**TO BE DONE:** Extract the line that contains "For the benchmark, mark every instance of the power" and every line after it to the end of the records below, exactly as written and nothing else.

━━ SOURCE RECORDS ━━

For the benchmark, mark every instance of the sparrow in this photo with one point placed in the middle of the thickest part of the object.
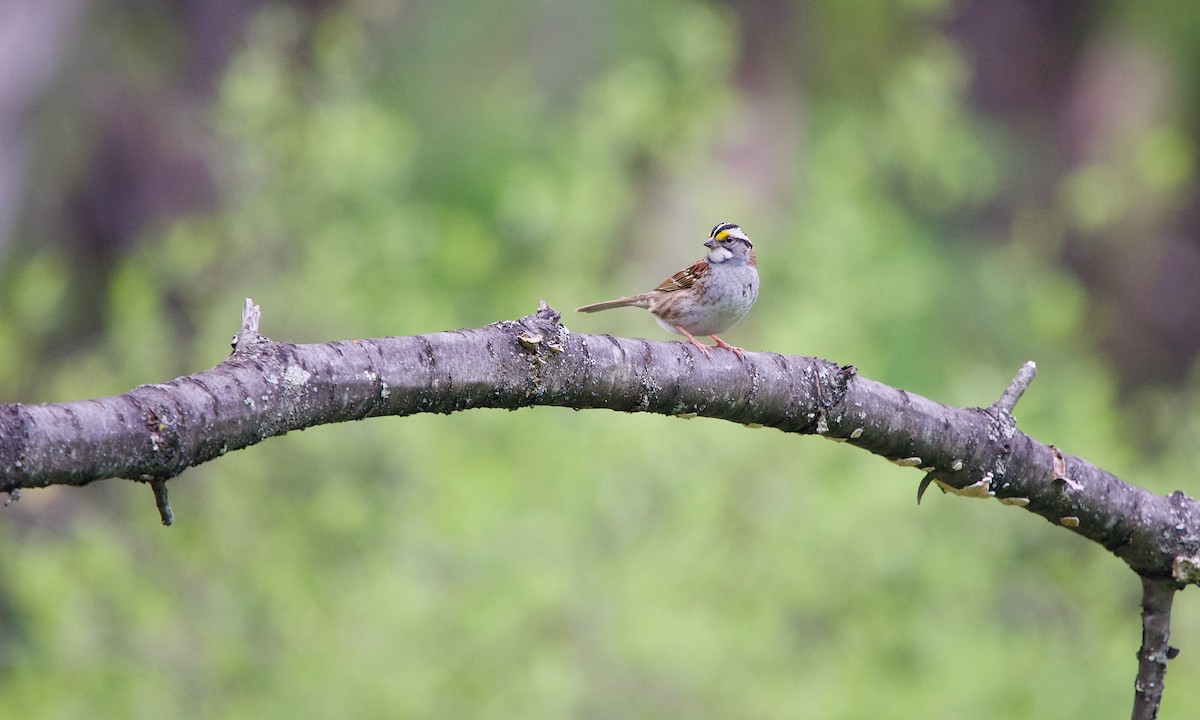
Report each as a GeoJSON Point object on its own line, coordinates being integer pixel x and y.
{"type": "Point", "coordinates": [708, 297]}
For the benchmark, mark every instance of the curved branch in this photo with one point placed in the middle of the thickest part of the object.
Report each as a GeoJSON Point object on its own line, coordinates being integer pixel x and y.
{"type": "Point", "coordinates": [265, 389]}
{"type": "Point", "coordinates": [1156, 633]}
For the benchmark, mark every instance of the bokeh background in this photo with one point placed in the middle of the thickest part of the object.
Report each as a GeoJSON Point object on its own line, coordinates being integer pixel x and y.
{"type": "Point", "coordinates": [939, 191]}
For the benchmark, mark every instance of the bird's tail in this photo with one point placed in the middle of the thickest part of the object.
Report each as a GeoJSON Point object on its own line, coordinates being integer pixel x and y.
{"type": "Point", "coordinates": [631, 301]}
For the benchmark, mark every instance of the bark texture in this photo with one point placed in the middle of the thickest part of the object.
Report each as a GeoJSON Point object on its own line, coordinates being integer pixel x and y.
{"type": "Point", "coordinates": [154, 432]}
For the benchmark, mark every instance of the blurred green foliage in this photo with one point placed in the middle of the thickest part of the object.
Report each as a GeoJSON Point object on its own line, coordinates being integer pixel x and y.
{"type": "Point", "coordinates": [402, 171]}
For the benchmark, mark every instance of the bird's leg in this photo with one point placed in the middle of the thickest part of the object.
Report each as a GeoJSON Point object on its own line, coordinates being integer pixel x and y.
{"type": "Point", "coordinates": [721, 343]}
{"type": "Point", "coordinates": [703, 348]}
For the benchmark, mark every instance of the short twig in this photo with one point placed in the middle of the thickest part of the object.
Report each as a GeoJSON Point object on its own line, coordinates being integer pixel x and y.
{"type": "Point", "coordinates": [1015, 389]}
{"type": "Point", "coordinates": [160, 498]}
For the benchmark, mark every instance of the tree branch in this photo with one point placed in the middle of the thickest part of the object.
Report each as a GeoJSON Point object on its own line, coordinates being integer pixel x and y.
{"type": "Point", "coordinates": [1156, 630]}
{"type": "Point", "coordinates": [264, 389]}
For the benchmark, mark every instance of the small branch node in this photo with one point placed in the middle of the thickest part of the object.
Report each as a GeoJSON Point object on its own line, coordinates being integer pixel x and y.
{"type": "Point", "coordinates": [1060, 472]}
{"type": "Point", "coordinates": [249, 333]}
{"type": "Point", "coordinates": [1015, 389]}
{"type": "Point", "coordinates": [162, 502]}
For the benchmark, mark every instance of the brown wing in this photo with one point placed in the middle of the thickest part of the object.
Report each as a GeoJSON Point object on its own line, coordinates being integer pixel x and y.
{"type": "Point", "coordinates": [685, 277]}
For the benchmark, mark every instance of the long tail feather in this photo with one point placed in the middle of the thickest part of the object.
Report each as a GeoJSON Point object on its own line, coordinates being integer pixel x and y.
{"type": "Point", "coordinates": [633, 300]}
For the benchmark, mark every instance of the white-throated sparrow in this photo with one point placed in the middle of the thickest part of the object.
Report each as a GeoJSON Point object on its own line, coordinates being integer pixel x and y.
{"type": "Point", "coordinates": [707, 298]}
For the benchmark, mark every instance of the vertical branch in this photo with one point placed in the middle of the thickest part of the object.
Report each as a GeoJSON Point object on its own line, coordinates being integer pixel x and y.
{"type": "Point", "coordinates": [1156, 631]}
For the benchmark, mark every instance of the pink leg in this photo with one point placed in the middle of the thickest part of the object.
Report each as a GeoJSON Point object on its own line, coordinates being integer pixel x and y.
{"type": "Point", "coordinates": [721, 343]}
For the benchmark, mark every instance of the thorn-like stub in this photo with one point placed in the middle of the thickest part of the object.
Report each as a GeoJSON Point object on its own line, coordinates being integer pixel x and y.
{"type": "Point", "coordinates": [249, 334]}
{"type": "Point", "coordinates": [1006, 402]}
{"type": "Point", "coordinates": [1186, 569]}
{"type": "Point", "coordinates": [547, 313]}
{"type": "Point", "coordinates": [162, 502]}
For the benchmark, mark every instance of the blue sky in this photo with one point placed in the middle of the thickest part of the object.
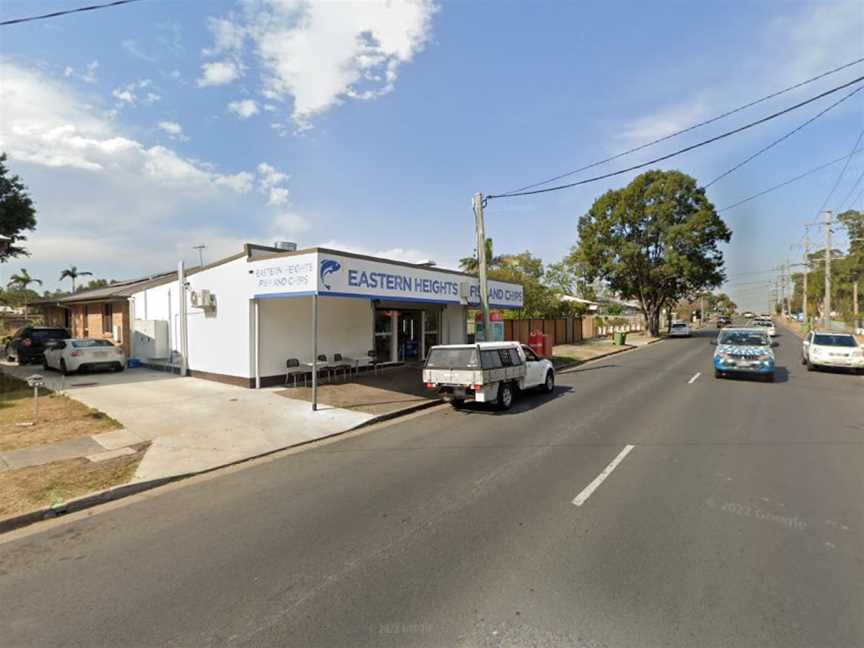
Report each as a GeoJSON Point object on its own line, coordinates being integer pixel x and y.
{"type": "Point", "coordinates": [144, 130]}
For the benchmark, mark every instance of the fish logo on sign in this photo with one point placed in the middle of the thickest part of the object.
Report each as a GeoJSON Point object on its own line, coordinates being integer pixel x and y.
{"type": "Point", "coordinates": [328, 267]}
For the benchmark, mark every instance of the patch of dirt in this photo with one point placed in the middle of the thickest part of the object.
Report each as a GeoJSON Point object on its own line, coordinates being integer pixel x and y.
{"type": "Point", "coordinates": [60, 417]}
{"type": "Point", "coordinates": [34, 487]}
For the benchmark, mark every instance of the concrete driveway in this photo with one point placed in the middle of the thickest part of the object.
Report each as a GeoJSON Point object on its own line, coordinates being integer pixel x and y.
{"type": "Point", "coordinates": [193, 424]}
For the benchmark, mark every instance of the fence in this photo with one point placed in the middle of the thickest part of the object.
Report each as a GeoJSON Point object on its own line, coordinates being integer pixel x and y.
{"type": "Point", "coordinates": [571, 330]}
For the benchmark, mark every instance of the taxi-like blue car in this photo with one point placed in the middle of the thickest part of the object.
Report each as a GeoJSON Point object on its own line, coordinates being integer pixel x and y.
{"type": "Point", "coordinates": [744, 351]}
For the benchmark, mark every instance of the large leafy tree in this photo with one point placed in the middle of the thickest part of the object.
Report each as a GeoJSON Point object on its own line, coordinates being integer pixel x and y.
{"type": "Point", "coordinates": [72, 272]}
{"type": "Point", "coordinates": [17, 213]}
{"type": "Point", "coordinates": [656, 241]}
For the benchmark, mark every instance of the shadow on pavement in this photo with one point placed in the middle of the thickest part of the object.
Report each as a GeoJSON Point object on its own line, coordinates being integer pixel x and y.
{"type": "Point", "coordinates": [524, 402]}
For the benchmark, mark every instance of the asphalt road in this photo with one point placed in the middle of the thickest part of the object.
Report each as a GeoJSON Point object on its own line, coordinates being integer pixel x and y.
{"type": "Point", "coordinates": [736, 520]}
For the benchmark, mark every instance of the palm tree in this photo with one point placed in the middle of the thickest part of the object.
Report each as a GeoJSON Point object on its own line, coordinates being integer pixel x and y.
{"type": "Point", "coordinates": [72, 273]}
{"type": "Point", "coordinates": [22, 281]}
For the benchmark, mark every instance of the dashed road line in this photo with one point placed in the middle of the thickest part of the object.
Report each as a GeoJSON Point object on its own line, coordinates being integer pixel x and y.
{"type": "Point", "coordinates": [582, 497]}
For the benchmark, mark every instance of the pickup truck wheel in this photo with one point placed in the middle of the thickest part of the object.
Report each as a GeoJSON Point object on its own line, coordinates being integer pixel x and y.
{"type": "Point", "coordinates": [505, 396]}
{"type": "Point", "coordinates": [549, 385]}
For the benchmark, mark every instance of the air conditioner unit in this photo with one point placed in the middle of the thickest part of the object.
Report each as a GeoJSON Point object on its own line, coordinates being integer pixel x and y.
{"type": "Point", "coordinates": [202, 299]}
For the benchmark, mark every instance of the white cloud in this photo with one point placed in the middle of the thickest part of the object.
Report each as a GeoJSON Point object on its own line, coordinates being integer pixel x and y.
{"type": "Point", "coordinates": [320, 53]}
{"type": "Point", "coordinates": [148, 204]}
{"type": "Point", "coordinates": [244, 108]}
{"type": "Point", "coordinates": [124, 95]}
{"type": "Point", "coordinates": [174, 130]}
{"type": "Point", "coordinates": [278, 196]}
{"type": "Point", "coordinates": [269, 176]}
{"type": "Point", "coordinates": [218, 73]}
{"type": "Point", "coordinates": [288, 224]}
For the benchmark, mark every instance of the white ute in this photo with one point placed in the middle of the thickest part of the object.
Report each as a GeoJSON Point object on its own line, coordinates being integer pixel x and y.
{"type": "Point", "coordinates": [486, 371]}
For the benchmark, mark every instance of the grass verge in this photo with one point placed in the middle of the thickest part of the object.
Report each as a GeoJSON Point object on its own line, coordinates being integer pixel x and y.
{"type": "Point", "coordinates": [35, 487]}
{"type": "Point", "coordinates": [60, 417]}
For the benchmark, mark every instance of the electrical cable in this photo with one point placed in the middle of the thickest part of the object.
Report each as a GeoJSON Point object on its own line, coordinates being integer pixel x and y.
{"type": "Point", "coordinates": [840, 177]}
{"type": "Point", "coordinates": [691, 128]}
{"type": "Point", "coordinates": [64, 12]}
{"type": "Point", "coordinates": [683, 150]}
{"type": "Point", "coordinates": [790, 181]}
{"type": "Point", "coordinates": [784, 137]}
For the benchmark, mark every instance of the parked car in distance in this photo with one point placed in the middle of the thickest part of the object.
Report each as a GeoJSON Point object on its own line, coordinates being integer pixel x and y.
{"type": "Point", "coordinates": [679, 329]}
{"type": "Point", "coordinates": [486, 371]}
{"type": "Point", "coordinates": [78, 354]}
{"type": "Point", "coordinates": [28, 343]}
{"type": "Point", "coordinates": [766, 324]}
{"type": "Point", "coordinates": [744, 351]}
{"type": "Point", "coordinates": [825, 349]}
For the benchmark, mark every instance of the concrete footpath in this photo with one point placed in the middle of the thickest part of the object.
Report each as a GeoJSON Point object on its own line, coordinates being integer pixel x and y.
{"type": "Point", "coordinates": [194, 425]}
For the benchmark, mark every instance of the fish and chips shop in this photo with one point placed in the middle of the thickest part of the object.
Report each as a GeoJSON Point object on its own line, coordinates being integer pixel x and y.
{"type": "Point", "coordinates": [250, 316]}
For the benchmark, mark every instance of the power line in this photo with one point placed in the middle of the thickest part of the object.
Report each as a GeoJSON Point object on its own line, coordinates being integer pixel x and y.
{"type": "Point", "coordinates": [790, 181]}
{"type": "Point", "coordinates": [55, 14]}
{"type": "Point", "coordinates": [840, 177]}
{"type": "Point", "coordinates": [683, 150]}
{"type": "Point", "coordinates": [784, 137]}
{"type": "Point", "coordinates": [851, 191]}
{"type": "Point", "coordinates": [690, 128]}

━━━

**OUTPUT:**
For the benchmark, mark every instance of the power line in this photo with one point placed in the middle of the thickest part of the object.
Report each as a GeoJSON Point object on its own line, coordinates being integer pixel x and y.
{"type": "Point", "coordinates": [790, 181]}
{"type": "Point", "coordinates": [55, 14]}
{"type": "Point", "coordinates": [840, 177]}
{"type": "Point", "coordinates": [683, 150]}
{"type": "Point", "coordinates": [784, 137]}
{"type": "Point", "coordinates": [851, 191]}
{"type": "Point", "coordinates": [690, 128]}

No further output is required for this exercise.